■ **Excerpt**:
· · ·

On Tuesday we, my wife and I, went to the INM and they told us to wait to apply for my Residencia Permanente status and come back on the first week of January when the new laws and rules are in place. They also said there will now be no out of the country travel restrictions. The cost will be $7,040.00 pesos for 4 years. There is no pressure to not stay on a Residencia Permanente visa and become a citizen. It will be fast and no finanacial statements are required.


----------



## TundraGreen (Jul 15, 2010)

AlanMexicali said:


> On Tuesday we, my wife and I, went to the INM and they told us to wait to apply for my Residencia Permanente status and come back on the first week of January when the new laws and rules are in place. They also said there will now be no out of the country travel restrictions. The cost will be $7,040.00 pesos for 4 years. There is no pressure to not stay on a Residencia Permanente visa and become a citizen. It will be fast and no finanacial statements are required.


Sounds great, but I will believe it for Guadalajara when INM here says the same. Fortunately, my visa doesn't expire until March so I have a few months for things to settle down.


----------



## sparks (Jun 17, 2007)

esteban4444 said:


> I have been told that a mexican FM3 takes 4 weeks to complete from contact in PV.
> So either I have to stay in PV 4,5 weeks or make two trips. I have a condo in PV but live in US. On this board I keep reading its only a few days process. If that is true I would have done it already. Has anyone got there FM3 ( not renewal) recently and is it only few days. What service did you use ? I cannot write or speak spanish well.
> 
> thanks


Why do you want an FM3 if staying a month is a problem. Remain on a tourist visa and keep it simple


----------



## sparks (Jun 17, 2007)

AlanMexicali said:


> The cost will be $7,040.00 pesos for 4 years.


Why would a residente permanente card be for 4 years. Sounds more like temporal


----------



## AlanMexicali (Jun 1, 2011)

sparks said:


> Why would a residente permanente card be for 4 years. Sounds more like temporal


No, they stated the fees for 1 to 4 years and it was clear it is a residente permanente. the maximum for now is 4 years before renewing and the most important thing I found out is they have no more travel out of the country time restrictions.


----------



## sparks (Jun 17, 2007)

The temporary resident visa will be valid for one hundred and eighty calendar days with a single entry. The applicant must apply for the resident card within the first thirty calendar days after their entry into Mexico. After 4 years with the temporary resident visa, the applicant can apply for the permanent resident visa.

The fee for this visa is:

◦Up to one year: $3,130 pesos
◦Up to 2 years: $4,690 pesos
◦Up to 3 years: $5,940 pesos
◦Up to 4 years: $7,040 pesos
----------------------
The permanent resident visa will be valid for one hundred and eighty calendar days with a single entry. The applicant must apply for their resident card within the first thirty calendar days after his or her entry into Mexico.

· · ·

■ **Required task 1**: Extract every line of the records that contains the string "showing".
The records are independent of the thread and should be treated as separate material.

· · ·

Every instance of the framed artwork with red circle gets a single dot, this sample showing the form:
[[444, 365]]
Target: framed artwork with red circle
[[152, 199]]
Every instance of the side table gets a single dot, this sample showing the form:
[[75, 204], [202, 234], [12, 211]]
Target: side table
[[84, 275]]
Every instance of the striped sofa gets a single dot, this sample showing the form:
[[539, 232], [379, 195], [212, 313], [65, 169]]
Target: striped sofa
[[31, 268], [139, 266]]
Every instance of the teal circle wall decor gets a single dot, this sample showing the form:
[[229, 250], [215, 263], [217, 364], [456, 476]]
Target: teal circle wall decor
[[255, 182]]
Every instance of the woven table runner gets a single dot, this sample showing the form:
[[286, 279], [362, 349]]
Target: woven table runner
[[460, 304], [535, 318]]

· · ·

■ **Required task 2**:
Answer these questions from the thread, marking each answer with the matching letter.
(a) What cost for 4 years did the INM state for Residencia Permanente status?
(b) In which month does TundraGreen's visa expire?
(c) Within how many calendar days after entry into Mexico must a temporary resident visa holder apply for the resident card?

■ **Final answer 1**:
Every instance of the framed artwork with red circle gets a single dot, this sample showing the form:
Every instance of the side table gets a single dot, this sample showing the form:
Every instance of the striped sofa gets a single dot, this sample showing the form:
Every instance of the teal circle wall decor gets a single dot, this sample showing the form:
Every instance of the woven table runner gets a single dot, this sample showing the form:

■ **Final answer 2**:
(a) $7,040.00 pesos
(b) March
(c) Thirty calendar days